- _Task data_

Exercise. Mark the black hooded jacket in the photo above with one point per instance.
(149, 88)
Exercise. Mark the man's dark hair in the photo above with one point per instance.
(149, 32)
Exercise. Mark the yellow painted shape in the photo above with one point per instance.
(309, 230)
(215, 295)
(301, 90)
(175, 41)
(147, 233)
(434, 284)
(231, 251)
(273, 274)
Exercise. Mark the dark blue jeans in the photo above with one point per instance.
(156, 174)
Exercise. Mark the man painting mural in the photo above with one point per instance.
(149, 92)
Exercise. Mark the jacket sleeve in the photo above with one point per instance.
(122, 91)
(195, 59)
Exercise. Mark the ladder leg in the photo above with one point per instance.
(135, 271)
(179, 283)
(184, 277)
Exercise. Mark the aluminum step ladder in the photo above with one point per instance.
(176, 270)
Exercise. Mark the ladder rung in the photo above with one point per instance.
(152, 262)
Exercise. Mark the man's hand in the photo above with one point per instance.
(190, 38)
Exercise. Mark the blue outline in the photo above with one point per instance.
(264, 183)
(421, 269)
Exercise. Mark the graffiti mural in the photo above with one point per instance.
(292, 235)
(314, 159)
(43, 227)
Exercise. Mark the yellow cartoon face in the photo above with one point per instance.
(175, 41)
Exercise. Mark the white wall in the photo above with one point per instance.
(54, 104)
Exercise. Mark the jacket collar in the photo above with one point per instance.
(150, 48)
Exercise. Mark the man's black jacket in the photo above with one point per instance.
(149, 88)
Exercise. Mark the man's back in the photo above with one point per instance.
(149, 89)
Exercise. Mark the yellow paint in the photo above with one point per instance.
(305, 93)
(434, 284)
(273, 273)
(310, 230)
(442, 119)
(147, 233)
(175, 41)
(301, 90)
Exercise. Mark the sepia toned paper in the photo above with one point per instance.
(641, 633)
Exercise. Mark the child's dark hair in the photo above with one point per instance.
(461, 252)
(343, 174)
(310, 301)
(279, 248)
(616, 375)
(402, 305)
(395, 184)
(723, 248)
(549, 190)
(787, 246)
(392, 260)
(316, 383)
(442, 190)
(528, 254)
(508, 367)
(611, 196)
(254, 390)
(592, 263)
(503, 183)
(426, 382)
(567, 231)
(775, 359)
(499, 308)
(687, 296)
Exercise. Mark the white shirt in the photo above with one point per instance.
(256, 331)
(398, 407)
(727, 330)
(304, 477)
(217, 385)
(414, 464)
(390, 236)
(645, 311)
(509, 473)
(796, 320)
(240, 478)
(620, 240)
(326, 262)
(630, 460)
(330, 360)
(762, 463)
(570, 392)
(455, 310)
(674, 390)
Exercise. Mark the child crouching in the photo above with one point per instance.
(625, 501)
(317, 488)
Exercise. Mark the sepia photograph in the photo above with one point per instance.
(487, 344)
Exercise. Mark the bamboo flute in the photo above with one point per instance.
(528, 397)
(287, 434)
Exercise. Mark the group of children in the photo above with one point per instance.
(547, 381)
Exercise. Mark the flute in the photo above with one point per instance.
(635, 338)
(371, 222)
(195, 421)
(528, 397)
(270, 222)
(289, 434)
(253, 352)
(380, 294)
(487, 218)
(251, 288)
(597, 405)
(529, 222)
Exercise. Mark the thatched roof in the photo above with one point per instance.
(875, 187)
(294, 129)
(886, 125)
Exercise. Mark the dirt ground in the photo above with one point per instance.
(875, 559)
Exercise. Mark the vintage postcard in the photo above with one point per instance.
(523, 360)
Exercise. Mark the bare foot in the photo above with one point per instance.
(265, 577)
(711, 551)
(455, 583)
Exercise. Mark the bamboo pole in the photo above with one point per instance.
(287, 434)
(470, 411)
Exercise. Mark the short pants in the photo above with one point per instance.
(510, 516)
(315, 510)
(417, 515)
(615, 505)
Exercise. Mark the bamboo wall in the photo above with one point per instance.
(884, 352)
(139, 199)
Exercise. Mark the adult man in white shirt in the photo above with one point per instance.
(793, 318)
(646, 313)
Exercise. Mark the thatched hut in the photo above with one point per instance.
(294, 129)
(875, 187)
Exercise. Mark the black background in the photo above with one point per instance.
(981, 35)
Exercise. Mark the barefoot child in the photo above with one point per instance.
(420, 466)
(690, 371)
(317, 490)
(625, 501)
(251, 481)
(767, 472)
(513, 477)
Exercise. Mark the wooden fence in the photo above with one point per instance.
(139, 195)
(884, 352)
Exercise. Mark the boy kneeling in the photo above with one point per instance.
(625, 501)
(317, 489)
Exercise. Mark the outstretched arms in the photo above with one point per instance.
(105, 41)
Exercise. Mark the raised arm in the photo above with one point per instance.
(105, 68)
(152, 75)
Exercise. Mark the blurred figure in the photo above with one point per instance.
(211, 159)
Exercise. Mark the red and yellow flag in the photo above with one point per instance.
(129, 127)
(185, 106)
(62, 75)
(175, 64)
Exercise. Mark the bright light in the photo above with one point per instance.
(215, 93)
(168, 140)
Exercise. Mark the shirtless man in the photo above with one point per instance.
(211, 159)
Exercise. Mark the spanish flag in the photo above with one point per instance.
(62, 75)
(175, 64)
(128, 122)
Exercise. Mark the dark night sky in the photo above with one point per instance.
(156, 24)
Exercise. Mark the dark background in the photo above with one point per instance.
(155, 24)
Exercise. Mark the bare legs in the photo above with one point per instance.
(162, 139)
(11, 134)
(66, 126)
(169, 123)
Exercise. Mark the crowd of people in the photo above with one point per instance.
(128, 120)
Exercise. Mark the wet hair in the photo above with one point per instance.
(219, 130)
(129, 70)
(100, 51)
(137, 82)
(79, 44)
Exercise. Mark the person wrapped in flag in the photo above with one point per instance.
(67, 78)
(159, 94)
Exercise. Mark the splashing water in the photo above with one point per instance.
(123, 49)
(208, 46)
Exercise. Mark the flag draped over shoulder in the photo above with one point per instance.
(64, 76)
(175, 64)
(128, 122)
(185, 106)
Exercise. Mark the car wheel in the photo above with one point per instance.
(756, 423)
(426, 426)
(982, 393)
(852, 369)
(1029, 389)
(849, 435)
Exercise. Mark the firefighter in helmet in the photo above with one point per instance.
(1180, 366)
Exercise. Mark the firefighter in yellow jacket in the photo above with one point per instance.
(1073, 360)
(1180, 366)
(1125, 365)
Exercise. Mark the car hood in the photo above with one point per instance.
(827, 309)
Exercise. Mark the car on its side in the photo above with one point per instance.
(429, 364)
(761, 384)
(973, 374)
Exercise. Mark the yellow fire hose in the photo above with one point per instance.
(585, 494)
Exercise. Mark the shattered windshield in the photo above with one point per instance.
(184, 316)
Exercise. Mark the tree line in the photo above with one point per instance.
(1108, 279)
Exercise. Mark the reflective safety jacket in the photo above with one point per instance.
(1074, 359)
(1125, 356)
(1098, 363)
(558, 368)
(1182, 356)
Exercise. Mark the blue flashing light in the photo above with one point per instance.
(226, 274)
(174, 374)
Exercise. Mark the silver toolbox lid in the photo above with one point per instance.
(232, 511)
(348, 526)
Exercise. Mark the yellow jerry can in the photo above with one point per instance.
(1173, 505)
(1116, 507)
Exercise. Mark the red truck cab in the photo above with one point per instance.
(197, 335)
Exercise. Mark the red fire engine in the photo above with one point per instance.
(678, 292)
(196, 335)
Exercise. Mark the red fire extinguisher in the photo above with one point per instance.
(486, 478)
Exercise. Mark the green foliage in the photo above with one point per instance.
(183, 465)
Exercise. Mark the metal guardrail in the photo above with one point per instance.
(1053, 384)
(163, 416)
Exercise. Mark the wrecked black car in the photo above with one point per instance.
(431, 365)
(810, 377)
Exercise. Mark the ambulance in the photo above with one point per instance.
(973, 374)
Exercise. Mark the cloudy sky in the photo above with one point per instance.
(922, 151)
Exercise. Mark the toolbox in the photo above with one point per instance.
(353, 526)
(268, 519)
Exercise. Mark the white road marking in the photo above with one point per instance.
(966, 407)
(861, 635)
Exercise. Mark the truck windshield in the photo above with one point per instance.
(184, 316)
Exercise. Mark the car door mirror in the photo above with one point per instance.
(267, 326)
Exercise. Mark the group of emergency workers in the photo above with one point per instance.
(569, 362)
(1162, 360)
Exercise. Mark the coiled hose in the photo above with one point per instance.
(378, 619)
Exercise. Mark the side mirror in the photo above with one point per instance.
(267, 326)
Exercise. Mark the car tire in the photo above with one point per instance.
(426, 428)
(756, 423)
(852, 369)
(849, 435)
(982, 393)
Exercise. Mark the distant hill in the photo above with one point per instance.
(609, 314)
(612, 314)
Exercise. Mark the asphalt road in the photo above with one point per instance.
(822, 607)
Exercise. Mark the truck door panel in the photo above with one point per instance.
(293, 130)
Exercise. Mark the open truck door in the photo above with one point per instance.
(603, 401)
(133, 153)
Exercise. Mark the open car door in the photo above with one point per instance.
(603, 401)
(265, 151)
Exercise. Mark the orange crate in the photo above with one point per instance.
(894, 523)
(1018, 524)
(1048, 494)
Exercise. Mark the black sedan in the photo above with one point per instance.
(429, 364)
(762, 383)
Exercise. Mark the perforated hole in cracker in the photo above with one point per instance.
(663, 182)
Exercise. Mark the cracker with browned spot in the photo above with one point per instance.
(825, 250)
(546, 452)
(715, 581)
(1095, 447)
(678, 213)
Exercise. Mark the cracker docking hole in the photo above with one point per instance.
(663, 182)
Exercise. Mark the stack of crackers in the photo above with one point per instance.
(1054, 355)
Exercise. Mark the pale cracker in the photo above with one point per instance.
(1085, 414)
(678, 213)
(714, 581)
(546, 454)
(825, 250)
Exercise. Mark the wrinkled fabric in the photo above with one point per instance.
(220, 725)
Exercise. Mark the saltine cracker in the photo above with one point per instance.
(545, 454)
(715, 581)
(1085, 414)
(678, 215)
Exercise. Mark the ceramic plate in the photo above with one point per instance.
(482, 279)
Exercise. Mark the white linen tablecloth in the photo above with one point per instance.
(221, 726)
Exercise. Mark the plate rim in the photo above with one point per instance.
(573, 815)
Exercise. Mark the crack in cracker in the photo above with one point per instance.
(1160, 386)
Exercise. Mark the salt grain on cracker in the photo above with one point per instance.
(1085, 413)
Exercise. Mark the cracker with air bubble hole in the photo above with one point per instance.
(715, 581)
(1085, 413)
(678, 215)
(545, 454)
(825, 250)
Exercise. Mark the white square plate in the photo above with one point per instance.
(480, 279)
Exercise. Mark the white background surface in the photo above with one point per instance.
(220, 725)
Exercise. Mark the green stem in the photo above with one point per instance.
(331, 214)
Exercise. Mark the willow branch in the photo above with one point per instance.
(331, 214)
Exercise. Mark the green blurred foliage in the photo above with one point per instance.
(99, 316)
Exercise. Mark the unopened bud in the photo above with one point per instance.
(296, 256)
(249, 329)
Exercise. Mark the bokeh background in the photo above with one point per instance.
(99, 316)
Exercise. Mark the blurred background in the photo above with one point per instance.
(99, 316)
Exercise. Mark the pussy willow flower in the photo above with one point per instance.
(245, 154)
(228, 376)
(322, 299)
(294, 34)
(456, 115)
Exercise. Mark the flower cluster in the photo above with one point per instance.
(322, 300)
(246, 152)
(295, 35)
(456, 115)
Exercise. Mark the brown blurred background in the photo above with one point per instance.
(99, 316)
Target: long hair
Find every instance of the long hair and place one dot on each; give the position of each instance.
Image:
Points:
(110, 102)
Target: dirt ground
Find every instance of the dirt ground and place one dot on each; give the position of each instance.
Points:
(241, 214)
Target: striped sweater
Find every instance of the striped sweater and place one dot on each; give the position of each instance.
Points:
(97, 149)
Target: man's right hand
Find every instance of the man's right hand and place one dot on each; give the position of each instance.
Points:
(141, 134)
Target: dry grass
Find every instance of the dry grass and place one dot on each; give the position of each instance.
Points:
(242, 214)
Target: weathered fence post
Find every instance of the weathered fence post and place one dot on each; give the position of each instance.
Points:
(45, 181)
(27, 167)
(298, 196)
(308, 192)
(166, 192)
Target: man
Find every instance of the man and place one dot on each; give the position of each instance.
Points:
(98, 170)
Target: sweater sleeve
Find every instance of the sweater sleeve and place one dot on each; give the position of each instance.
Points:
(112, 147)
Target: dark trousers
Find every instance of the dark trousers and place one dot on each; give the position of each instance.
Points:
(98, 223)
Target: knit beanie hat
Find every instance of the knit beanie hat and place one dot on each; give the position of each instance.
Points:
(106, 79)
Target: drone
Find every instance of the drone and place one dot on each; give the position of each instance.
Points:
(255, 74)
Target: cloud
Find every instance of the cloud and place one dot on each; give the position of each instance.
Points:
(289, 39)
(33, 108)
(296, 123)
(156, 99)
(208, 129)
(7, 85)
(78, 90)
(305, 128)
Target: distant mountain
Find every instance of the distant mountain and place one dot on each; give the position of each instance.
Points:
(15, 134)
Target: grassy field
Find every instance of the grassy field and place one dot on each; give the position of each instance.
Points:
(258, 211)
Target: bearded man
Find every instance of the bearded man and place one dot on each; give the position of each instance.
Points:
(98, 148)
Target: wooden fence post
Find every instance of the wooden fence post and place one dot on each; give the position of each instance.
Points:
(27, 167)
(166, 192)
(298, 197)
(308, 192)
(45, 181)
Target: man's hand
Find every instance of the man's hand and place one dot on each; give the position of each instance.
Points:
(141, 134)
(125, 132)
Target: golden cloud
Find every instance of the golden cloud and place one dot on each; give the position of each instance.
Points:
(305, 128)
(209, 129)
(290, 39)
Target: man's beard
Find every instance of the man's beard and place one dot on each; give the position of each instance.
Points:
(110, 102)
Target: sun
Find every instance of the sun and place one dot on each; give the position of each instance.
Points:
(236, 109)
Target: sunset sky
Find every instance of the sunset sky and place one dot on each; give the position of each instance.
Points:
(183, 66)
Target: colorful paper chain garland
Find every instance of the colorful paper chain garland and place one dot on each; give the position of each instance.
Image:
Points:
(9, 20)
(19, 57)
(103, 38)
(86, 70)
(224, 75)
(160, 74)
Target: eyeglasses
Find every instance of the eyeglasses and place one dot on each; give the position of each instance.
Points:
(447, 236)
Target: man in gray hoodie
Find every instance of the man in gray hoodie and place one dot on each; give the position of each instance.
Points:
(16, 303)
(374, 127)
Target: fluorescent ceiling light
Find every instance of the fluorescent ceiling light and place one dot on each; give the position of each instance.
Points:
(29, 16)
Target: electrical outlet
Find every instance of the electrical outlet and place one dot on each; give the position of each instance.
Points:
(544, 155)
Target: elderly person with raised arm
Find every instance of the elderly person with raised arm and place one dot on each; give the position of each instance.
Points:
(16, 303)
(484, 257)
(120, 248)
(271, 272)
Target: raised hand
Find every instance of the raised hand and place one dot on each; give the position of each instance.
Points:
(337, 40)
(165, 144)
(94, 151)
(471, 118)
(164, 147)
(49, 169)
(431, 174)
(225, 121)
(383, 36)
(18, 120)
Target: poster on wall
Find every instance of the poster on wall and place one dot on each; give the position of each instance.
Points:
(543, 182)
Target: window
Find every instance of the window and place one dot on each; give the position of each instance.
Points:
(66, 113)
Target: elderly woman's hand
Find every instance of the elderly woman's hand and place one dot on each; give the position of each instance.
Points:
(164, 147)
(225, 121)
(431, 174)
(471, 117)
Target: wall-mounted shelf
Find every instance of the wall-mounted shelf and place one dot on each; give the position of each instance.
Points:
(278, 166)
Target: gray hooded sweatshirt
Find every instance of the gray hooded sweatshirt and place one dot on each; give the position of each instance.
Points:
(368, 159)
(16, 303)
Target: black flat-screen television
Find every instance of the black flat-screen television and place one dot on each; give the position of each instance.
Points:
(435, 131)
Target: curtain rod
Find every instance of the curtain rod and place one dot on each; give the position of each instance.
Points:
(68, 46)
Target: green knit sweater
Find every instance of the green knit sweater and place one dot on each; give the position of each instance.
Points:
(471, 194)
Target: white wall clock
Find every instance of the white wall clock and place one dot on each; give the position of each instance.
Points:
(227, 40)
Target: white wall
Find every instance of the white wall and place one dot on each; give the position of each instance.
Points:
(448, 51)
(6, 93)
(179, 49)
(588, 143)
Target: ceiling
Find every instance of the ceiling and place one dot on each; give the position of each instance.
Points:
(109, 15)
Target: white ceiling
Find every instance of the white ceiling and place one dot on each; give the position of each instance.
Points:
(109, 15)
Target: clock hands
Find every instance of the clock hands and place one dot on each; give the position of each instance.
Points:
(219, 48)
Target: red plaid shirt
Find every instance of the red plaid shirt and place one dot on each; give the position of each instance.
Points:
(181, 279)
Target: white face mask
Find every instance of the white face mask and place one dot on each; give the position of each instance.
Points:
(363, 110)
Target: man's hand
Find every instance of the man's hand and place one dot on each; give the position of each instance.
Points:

- _What you have to do_
From the data above, return every line from the line that has "Find every instance of the electrical" up to and including the line that has "Find every instance of the raised", exactly.

- _Your solution_
Find every instance of the electrical outlet and place one dot on each; give the position of each instance.
Points:
(544, 155)
Target: elderly person with raised arm
Find every instance of the elderly person with raised arm and place one dot on each; give the position of each instance.
Points:
(16, 303)
(484, 257)
(120, 248)
(271, 272)
Target: raised hand
Find every instance of the raised hand and place one dot on each; give the position of each instance.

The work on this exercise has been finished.